● To do
Can you reproduce the records from the very start through the line containing "point(172, 235)", requests included, and offset every point coordinate in the answers by -52? Leave the numbers in the requests and in their format samples as they are.

● Dataset entries
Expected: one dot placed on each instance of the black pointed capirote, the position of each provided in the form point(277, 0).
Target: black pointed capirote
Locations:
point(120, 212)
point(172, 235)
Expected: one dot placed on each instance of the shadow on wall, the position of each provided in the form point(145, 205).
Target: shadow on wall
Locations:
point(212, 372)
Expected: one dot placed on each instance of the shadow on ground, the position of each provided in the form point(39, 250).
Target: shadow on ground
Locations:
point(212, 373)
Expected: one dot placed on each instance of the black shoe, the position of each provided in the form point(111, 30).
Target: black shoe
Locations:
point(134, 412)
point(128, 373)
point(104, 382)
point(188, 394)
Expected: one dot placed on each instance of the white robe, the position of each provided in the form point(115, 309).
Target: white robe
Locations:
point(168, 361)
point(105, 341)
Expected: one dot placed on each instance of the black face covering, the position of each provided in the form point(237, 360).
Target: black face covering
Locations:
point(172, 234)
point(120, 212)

● Result of the task
Expected: one dot placed on each instance of the black pointed capirote, the position of each provided in the form point(277, 0).
Target: black pointed capirote
Locations:
point(68, 160)
point(120, 183)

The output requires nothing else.